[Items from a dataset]
★ ★ ★

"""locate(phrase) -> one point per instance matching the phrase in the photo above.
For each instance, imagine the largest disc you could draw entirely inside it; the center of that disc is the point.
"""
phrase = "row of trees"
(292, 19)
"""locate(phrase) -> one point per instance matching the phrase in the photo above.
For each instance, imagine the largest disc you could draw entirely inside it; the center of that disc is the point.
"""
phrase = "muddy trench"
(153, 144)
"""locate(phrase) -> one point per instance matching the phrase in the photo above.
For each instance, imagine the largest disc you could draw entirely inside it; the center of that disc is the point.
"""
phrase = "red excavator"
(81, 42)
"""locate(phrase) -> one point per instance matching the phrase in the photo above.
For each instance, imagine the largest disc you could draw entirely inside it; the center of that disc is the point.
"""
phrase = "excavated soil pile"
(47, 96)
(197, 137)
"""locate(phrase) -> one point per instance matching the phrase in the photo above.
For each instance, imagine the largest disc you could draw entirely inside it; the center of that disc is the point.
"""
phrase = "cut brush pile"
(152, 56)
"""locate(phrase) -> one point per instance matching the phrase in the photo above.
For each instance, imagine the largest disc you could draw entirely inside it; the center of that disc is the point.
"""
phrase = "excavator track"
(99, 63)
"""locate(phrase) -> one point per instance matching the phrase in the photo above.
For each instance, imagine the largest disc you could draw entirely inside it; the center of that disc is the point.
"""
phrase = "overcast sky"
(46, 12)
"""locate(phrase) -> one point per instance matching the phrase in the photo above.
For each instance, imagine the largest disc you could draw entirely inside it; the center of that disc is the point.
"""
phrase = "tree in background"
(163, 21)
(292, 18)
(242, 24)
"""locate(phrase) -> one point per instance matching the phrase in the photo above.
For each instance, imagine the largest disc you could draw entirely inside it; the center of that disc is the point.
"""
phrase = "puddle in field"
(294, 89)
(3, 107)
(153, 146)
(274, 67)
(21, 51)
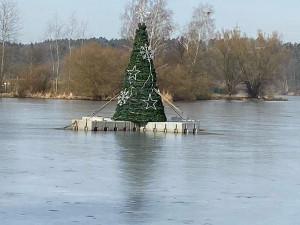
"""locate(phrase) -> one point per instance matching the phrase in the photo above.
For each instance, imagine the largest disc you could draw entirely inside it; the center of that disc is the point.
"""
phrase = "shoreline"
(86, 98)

★ ★ ★

Retype the data above exactly. Leave the pictures out.

"""locate(phrase) -> one point per instance matching the phrase in the photo above.
For each instance, imagine the largest disc you could draw entirely inside it; the center of that disc is the point.
"""
phrase = "row of trees"
(292, 19)
"""locate(phrase) -> one point per instance matching the phrase in the photo above.
For each instance, imagine the largest disc you could draw entirely inside it; the center of that disc is the point.
"""
phrase = "muddy trench"
(153, 144)
"""locate(phrase) -> one point per instance matching the phrase in the photo above.
For each instance, imagine the largest disc you could draw entirely inside it; the center of that disc is the point.
"""
phrase = "red excavator"
(81, 42)
"""locate(phrase) -> one point per instance matching the phrase in the photo above.
For each instance, imagine the largest disc you could draw entirely inside it; the center of that disc is the point.
"""
phrase = "excavated soil pile"
(47, 96)
(197, 137)
"""locate(phrase) -> one point per instance matching the phrase in the photo above.
For each instance, imagine the largest disc you could draw entirely inside it; the center of that disc is the point.
"""
phrase = "cut brush pile"
(152, 56)
"""locate(phrase) -> one point per instance matching the phrase in the photo above.
For each instance, imagine the largest disc you could draw entirely inside it; the center of that disc is the point.
"""
phrase = "excavator track"
(99, 63)
"""locate(phrase) -> one point per instance matching the phrase in the photo above.
For each instance, imagine the largest disc you could draw entirely inside it; the center of that disc is the point.
"""
phrase = "overcast sky"
(46, 12)
"""locate(phrase) -> one point per instance matching the phrase in the photo above.
For each instance, imagine the largest disc you could draw entirely inside it; the center of that disc is the point.
"""
phrase = "tree in background"
(163, 21)
(292, 18)
(242, 24)
"""locate(phrase) -> one point per instance matching the phrase in the photo above.
For each instance, imagine the largest disc you could draw entirely inside it; the center of that disc is the point.
"""
phrase = "puddle in field"
(294, 89)
(3, 107)
(153, 146)
(274, 67)
(21, 51)
"""locate(phrase) -> one point per instance matching the phrase in the photo above.
For each instance, imagine the largest disc you could draw entirely inside it; the center of that disc is the point.
"""
phrase = "shoreline"
(86, 98)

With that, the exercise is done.